WRITTEN INSTRUCTION>
Return each line of the listing below that contains the word "this". Match case exactly.

RECORDS SHOWN>
======

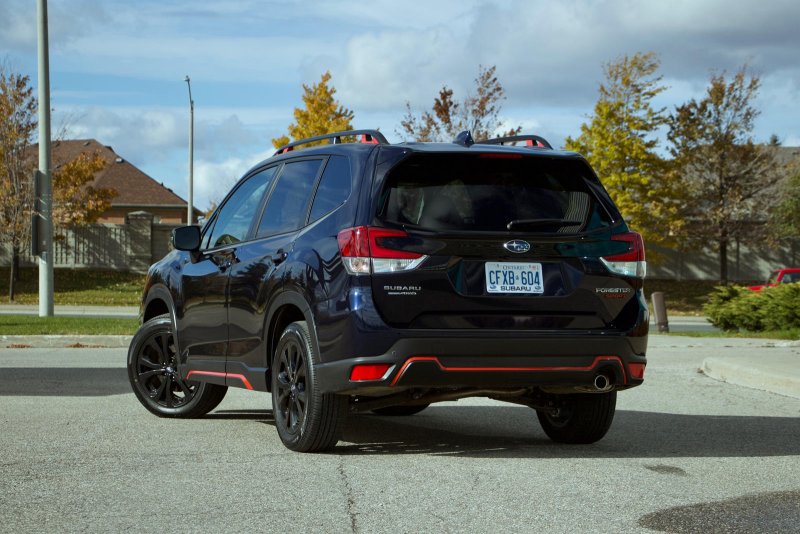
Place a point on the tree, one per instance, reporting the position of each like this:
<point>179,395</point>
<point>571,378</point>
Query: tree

======

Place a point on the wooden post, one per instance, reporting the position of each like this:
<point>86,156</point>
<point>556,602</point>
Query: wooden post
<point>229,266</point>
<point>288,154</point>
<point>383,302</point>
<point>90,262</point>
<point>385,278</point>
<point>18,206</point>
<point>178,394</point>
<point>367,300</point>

======

THE ANSWER>
Place a point on the tree, one per instance, reporting the position of each like this:
Place a point on the wooden post, one per instance, reporting the position of each like this:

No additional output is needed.